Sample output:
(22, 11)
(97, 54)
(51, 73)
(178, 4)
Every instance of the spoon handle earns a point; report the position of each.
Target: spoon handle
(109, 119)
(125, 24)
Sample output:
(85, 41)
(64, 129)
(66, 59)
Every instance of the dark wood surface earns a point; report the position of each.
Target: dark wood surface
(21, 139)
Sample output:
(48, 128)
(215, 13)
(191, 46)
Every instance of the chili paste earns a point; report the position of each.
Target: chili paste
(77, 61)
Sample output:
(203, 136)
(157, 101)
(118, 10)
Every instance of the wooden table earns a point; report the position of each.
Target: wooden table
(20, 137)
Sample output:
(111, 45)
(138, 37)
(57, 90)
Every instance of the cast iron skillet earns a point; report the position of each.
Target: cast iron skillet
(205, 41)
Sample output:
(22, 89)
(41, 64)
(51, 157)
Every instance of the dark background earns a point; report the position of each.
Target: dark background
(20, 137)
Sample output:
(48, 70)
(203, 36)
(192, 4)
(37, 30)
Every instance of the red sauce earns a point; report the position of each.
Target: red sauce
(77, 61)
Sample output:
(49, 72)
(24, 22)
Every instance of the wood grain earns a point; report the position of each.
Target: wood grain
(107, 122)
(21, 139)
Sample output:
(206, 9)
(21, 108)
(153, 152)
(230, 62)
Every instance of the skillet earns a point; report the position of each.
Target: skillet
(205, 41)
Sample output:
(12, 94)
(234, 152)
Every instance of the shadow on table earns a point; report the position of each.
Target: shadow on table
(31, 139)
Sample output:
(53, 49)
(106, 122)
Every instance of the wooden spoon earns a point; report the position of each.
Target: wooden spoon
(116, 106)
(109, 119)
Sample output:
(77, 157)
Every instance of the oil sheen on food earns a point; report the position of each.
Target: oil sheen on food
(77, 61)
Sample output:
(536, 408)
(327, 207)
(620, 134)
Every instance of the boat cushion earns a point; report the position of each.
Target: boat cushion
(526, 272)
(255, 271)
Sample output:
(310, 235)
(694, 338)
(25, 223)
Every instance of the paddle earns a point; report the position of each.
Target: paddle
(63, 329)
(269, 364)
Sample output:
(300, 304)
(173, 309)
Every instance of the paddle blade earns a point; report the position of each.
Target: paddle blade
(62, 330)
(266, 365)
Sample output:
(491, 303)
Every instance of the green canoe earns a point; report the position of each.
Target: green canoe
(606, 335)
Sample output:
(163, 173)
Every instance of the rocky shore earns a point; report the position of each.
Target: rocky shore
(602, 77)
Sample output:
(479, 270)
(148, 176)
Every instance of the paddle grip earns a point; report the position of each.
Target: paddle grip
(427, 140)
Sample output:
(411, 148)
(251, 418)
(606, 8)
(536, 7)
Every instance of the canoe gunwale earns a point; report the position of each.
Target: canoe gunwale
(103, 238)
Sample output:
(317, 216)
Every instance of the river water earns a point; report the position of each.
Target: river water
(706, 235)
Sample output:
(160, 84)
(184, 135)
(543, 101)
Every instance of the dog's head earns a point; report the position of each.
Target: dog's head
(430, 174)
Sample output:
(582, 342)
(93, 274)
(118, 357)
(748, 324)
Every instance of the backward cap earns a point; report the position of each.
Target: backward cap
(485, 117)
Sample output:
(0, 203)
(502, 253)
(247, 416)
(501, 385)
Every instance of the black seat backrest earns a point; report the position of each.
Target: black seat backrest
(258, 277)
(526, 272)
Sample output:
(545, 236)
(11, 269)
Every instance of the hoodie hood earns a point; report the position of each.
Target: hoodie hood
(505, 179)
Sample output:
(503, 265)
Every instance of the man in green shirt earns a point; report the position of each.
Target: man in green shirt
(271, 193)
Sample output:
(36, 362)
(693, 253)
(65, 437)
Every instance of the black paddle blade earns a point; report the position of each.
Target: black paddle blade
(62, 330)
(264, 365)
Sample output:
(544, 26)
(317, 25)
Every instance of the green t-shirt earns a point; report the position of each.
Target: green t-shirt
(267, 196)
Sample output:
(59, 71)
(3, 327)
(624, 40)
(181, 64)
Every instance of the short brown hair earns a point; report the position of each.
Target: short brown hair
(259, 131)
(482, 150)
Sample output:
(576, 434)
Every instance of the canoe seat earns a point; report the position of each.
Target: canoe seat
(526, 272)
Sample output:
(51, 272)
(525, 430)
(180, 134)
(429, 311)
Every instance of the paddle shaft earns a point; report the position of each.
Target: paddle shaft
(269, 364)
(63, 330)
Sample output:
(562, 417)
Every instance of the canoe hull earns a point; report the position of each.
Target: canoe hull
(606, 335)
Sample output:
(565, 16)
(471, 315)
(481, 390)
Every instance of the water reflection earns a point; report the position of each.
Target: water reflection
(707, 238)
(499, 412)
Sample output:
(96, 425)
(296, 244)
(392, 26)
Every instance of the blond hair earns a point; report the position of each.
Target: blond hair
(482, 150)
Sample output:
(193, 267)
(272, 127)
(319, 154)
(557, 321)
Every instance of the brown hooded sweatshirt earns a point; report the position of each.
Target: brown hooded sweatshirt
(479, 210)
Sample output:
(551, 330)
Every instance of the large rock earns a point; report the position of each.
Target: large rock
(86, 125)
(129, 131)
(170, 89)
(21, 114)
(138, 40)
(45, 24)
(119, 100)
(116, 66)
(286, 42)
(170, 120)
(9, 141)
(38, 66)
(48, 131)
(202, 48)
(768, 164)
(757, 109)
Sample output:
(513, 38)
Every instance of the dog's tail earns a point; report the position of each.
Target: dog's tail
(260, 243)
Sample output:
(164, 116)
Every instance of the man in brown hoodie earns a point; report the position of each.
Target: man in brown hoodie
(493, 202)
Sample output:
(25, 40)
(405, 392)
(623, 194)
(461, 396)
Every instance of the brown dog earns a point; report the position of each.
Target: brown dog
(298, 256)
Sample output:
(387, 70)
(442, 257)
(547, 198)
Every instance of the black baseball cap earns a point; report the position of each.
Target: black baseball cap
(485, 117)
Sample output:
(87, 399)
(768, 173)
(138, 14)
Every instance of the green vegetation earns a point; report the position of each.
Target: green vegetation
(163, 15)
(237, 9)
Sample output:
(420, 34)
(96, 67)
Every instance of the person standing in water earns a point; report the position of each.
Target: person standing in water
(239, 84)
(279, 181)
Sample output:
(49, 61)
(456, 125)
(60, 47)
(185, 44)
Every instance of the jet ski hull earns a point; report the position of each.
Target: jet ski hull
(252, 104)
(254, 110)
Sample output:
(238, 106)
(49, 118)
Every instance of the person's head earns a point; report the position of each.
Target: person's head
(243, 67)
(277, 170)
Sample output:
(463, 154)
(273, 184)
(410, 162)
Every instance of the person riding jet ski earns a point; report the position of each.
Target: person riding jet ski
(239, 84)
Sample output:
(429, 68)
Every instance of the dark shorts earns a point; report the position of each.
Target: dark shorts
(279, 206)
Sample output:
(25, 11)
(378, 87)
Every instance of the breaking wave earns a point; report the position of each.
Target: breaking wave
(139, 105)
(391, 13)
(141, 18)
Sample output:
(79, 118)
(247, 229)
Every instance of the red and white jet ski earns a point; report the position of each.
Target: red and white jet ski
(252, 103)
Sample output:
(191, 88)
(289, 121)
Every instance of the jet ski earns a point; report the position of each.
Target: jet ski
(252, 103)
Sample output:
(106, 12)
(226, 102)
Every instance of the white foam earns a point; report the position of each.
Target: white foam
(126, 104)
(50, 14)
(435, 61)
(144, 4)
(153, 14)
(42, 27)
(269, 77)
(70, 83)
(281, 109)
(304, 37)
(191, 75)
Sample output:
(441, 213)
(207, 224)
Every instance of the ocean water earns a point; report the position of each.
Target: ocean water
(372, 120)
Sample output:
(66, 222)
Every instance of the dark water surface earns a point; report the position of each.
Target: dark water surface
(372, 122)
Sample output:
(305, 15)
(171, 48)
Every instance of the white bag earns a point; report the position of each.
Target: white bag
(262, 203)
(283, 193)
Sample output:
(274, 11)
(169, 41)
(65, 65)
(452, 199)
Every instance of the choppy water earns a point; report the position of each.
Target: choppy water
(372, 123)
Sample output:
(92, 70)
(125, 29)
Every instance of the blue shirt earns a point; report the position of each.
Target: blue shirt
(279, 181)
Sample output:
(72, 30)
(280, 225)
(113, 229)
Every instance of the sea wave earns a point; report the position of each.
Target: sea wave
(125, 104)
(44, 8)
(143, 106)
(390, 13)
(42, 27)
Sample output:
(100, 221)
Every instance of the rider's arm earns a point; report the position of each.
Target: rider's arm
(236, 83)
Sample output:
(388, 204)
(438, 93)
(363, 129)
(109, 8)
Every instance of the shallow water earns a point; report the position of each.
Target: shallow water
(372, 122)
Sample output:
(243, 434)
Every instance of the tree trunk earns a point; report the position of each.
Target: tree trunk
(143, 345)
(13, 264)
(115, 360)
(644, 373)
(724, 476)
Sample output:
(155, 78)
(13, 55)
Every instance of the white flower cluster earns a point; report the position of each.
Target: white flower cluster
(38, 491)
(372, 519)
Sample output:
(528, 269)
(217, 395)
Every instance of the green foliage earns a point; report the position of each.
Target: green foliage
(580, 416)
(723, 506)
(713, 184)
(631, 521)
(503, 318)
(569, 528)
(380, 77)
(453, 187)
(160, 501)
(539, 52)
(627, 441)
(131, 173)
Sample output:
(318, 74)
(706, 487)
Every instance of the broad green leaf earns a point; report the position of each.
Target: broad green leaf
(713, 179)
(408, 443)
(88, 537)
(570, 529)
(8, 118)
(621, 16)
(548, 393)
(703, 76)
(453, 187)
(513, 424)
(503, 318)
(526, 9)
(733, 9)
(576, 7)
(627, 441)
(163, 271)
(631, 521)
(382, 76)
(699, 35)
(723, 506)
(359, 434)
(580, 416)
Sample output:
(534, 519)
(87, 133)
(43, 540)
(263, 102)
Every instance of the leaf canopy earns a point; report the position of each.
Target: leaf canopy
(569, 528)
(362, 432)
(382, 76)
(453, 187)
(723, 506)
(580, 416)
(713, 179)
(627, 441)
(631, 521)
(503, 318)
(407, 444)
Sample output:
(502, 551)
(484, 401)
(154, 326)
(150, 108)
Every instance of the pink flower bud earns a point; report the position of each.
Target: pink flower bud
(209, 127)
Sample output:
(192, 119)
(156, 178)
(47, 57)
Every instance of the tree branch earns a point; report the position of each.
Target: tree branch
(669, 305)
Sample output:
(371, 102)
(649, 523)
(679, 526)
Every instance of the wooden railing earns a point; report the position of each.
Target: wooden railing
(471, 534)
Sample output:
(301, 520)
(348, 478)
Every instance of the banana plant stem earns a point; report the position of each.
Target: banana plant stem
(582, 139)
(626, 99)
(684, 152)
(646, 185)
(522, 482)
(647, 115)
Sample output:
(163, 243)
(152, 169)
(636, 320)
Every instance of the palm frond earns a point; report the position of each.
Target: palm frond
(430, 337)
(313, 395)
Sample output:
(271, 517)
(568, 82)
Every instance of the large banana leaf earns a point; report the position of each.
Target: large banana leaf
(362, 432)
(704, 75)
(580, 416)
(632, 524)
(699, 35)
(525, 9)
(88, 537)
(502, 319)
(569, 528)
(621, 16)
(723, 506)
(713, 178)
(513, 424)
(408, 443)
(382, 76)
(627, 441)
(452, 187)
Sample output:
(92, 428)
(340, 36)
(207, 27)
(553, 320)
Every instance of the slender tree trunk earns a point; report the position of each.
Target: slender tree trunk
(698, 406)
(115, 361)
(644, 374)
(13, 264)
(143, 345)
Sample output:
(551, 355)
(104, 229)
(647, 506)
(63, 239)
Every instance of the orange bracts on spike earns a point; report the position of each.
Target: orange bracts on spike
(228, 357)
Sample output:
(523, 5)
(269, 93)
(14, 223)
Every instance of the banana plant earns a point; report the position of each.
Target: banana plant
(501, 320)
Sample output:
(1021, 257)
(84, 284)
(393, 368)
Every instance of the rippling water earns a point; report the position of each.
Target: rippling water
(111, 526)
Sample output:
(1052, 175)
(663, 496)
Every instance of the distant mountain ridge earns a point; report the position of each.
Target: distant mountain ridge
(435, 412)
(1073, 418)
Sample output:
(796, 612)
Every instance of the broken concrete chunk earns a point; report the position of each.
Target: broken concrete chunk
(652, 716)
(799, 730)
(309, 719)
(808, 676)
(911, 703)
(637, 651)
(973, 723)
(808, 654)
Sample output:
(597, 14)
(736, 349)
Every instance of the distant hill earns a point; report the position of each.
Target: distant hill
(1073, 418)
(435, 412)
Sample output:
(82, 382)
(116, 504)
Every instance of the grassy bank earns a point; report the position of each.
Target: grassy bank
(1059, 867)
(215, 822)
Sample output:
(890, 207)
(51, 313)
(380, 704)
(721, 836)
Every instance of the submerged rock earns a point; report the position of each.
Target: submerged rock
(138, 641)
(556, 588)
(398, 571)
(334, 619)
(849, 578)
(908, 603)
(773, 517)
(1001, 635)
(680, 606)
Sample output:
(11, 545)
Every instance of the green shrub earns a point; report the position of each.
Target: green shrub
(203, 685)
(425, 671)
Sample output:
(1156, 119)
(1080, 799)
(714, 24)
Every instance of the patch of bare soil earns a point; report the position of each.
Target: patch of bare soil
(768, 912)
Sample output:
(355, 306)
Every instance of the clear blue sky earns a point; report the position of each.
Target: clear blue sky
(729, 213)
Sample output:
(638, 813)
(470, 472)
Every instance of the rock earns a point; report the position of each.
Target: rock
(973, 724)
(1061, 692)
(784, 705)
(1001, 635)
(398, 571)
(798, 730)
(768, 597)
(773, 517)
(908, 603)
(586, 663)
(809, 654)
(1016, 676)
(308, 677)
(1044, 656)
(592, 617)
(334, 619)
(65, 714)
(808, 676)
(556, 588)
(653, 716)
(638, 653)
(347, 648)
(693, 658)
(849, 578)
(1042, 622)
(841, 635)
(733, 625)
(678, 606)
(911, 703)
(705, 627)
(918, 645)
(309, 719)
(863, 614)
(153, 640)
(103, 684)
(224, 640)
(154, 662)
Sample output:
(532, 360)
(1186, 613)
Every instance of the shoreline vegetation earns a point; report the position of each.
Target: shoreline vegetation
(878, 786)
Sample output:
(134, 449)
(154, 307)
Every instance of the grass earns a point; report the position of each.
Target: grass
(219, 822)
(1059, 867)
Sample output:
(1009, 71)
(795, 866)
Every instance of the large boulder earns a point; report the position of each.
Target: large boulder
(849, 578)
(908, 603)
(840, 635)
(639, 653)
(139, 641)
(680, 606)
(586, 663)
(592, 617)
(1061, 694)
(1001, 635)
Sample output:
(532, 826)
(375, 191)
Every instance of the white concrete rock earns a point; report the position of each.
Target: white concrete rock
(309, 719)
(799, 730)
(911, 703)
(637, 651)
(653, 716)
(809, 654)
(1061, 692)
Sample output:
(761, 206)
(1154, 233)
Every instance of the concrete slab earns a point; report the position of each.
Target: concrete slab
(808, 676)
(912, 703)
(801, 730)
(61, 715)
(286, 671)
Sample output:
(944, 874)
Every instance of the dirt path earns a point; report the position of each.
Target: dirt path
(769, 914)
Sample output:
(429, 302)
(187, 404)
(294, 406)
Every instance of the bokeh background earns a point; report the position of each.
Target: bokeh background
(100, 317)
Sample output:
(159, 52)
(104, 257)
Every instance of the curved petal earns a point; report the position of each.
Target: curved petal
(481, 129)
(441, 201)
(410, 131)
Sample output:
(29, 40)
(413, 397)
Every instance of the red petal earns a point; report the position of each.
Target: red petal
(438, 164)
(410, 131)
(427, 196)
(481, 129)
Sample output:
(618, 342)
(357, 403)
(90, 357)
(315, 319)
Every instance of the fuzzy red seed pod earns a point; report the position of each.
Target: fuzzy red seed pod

—————

• _Problem description_:
Please pull every line from the data above that contains the word "person".

• _Solution for this exercise_:
Every instance of the person standing in water earns a point; report the position of each.
Target: person standing in water
Every instance of the person's head earns a point; report the position of each.
Target: person's head
Every instance of the person riding jet ski earns a point; report the position of each.
Target: person riding jet ski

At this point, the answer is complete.